* **TASK INPUTS**:

------------------------------

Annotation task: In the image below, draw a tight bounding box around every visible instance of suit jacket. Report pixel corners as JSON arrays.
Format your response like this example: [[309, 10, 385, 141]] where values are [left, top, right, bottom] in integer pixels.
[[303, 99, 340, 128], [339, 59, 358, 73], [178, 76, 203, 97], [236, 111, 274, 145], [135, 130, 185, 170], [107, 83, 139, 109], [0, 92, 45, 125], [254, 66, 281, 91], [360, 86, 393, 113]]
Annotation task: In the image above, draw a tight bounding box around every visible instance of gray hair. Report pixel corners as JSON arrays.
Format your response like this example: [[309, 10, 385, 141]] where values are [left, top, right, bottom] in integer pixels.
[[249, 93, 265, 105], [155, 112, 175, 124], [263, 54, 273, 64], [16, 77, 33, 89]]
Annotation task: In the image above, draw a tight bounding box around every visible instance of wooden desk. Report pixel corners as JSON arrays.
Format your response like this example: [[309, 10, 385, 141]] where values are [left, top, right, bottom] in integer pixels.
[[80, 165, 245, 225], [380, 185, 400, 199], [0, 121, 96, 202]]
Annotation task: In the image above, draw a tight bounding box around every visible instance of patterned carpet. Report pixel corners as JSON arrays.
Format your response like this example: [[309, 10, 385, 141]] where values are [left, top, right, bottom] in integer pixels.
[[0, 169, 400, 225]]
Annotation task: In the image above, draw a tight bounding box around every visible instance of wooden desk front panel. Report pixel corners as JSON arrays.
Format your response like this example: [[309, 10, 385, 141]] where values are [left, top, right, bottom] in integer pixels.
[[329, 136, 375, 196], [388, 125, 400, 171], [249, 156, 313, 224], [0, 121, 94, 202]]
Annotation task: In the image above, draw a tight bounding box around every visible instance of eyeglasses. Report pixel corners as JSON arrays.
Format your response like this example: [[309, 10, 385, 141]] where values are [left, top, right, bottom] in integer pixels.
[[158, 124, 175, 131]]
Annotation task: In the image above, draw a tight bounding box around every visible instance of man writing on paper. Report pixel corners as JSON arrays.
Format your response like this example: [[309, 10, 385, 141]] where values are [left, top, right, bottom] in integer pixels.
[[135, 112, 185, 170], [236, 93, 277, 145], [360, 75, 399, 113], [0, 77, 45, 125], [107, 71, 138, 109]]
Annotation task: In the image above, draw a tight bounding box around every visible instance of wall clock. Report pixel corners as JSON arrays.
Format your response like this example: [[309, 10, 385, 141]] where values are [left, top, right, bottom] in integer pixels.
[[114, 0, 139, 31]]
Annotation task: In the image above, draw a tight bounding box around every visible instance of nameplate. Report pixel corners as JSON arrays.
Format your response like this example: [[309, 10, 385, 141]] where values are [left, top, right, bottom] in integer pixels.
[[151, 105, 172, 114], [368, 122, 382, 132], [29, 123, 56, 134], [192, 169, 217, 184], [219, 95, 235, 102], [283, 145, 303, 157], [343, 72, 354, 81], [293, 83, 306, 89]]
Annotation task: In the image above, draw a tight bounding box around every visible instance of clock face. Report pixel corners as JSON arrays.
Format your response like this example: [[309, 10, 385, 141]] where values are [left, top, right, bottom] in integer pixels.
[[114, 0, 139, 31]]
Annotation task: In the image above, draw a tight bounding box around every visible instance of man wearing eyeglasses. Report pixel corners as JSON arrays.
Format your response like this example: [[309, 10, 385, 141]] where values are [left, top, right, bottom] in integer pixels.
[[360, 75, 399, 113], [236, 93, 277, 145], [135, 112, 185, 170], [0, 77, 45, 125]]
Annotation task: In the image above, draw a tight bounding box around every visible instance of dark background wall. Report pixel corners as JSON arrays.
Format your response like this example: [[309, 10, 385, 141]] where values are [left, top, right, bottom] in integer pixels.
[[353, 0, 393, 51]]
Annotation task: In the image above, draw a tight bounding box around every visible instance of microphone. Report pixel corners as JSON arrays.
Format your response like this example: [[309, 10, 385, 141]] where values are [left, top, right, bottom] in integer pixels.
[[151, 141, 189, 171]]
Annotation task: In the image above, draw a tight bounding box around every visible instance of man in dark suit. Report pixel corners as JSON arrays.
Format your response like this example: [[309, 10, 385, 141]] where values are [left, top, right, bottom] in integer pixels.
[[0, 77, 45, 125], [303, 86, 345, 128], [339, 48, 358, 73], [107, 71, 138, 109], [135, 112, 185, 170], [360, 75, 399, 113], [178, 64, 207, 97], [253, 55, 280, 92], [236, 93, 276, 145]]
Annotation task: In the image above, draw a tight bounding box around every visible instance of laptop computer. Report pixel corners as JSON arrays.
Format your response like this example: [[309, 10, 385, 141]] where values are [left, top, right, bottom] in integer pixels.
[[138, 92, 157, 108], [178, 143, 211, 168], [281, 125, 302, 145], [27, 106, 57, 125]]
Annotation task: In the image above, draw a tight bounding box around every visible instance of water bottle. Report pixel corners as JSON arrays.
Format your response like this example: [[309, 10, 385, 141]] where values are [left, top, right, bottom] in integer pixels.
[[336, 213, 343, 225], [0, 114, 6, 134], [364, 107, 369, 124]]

------------------------------

* **WHAT YOU NEED TO DO**:
Copy the entire listing above word for word, keeping every line in its original order.

* **REPLY TO THE TASK**:
Annotation task: In the image below, draw a tight bounding box around every visible instance of suit jacket. Report pixel corners as JSON arrays.
Format your response like this example: [[309, 10, 385, 141]] where values are [left, top, right, bottom] in integer pixels.
[[303, 99, 340, 128], [339, 59, 358, 73], [178, 76, 203, 97], [236, 111, 274, 145], [135, 130, 185, 170], [107, 83, 139, 109], [0, 92, 45, 125], [254, 66, 281, 91], [360, 86, 393, 113]]
Annotation task: In the image above, draw a tight bounding box around every visible instance of gray hair. Report pixel corners as JSON arrays.
Format your response like this example: [[309, 10, 385, 141]] where values are [left, top, right, bottom] in integer pixels.
[[249, 93, 265, 105], [155, 112, 175, 124], [263, 54, 273, 64], [16, 77, 33, 89]]
Annotation task: In the image above, draw a tight bounding box around every visible instance of wooden desk. Report pixel corners as JSON arrays.
Format your response like this example: [[309, 10, 385, 141]] where values are [left, top, right, bottom] in integer pixels.
[[80, 165, 245, 225], [380, 185, 400, 199], [0, 121, 96, 202]]
Annotation task: In the image above, draw a tight bounding box around every visible instance of patterned carpet. Report pixel corners as JSON arrays.
Format your response like this example: [[309, 10, 385, 141]] where values are [left, top, right, bottom] in integer pixels.
[[0, 169, 400, 225]]
Annotation task: In the image above, draw a tight bounding box around every visible instance of wooden desk front panel. Report pixel corners as JSON arrays.
Format your response like this example: [[309, 10, 385, 141]] where values are [left, top, right, bottom] in integer pixels.
[[329, 136, 375, 196], [388, 125, 400, 171], [249, 156, 313, 224], [0, 121, 94, 202]]
Annotation task: In the image above, draw a tight bounding box around every visible instance of eyeglasses. Report pixel corners as JSON arrays.
Format your response like this example: [[309, 10, 385, 141]] where values are [left, top, right, bottom] in integer pixels.
[[158, 124, 175, 131]]
Annotation task: In the image above, draw a tight bounding box around every visible instance of man writing on paper. Report pixel corners as JSON arrays.
Format your response like this example: [[309, 10, 385, 141]] where values are [left, top, right, bottom] in integer pixels.
[[135, 112, 185, 170], [236, 93, 277, 145], [360, 75, 399, 113], [0, 77, 45, 125], [107, 71, 138, 109]]
Annotation task: In the image above, draw a tight bounding box around every visible instance of wall clock. Report pixel corners as JSON arrays.
Format your response like this example: [[309, 10, 385, 141]] where values are [left, top, right, bottom] in integer pixels.
[[114, 0, 139, 31]]
Annotation task: In the image above, draw a tight bounding box around every visible instance of nameplate. Report pixel corners as JSON arrays.
Format your response like this example: [[309, 10, 385, 141]] where values are [left, top, right, bottom] in integer pixels.
[[151, 105, 172, 114], [368, 122, 382, 132], [29, 123, 56, 134], [192, 169, 217, 184], [219, 95, 235, 102], [283, 145, 303, 157], [343, 72, 354, 81], [293, 83, 306, 89]]
Annotation task: In the image above, draw a tight bounding box around every visible instance of clock face. Report pixel corners as JSON arrays.
Format your response like this example: [[309, 10, 385, 141]] where values are [left, top, right, bottom] in integer pixels.
[[114, 0, 139, 31]]
Annotation task: In the image above, draw a tight bounding box around every visible instance of man wearing eyeglasses. Report pixel corners as JSON arrays.
Format your response like this example: [[309, 10, 385, 141]] where values are [left, top, right, bottom] in integer pixels.
[[360, 75, 399, 113], [236, 93, 277, 145], [135, 112, 185, 170], [0, 77, 45, 125]]
Annotation task: In the image above, draw a tight bounding box around every visible instance of dark background wall. Report pixel corners as JSON arrays.
Format your response like this example: [[309, 10, 385, 141]] where values are [left, top, right, bottom] in integer pixels.
[[353, 0, 393, 51]]
Annotation task: In the image above, draw a tight bounding box around every visible instance of microphone. Report pixel corners as JSON arrays.
Format your response like this example: [[309, 10, 385, 141]] where values are [left, top, right, bottom] in integer pixels.
[[151, 141, 189, 171]]
Annotation task: In the image above, draw a tight bounding box around every visible instance of man in dark suit. Report pixel corners as JSON arrays.
Format your response like this example: [[309, 10, 385, 141]] where values are [left, top, right, bottom] in integer pixels.
[[0, 77, 45, 125], [303, 86, 345, 128], [339, 48, 358, 73], [107, 71, 138, 109], [135, 112, 185, 170], [360, 75, 399, 113], [178, 64, 207, 97], [253, 55, 280, 92], [236, 93, 276, 145]]
Annotation task: In the image above, draw a tight bounding box around every visible instance of laptop computer. Report pixel corners as JSON arrays.
Format your response like this example: [[309, 10, 385, 141]] where values are [left, top, right, bottom] in integer pixels.
[[138, 92, 157, 108], [178, 143, 211, 168], [281, 125, 302, 145], [27, 106, 57, 125]]
Annotation task: In the image above, draw a tight bounding box around every visible instance of water bottle. Report pixel corners as JSON arrays.
Format your response like this example: [[309, 10, 385, 141]] where values are [left, top, right, bottom] in integer pixels.
[[336, 213, 343, 225], [0, 114, 6, 134], [364, 107, 369, 124]]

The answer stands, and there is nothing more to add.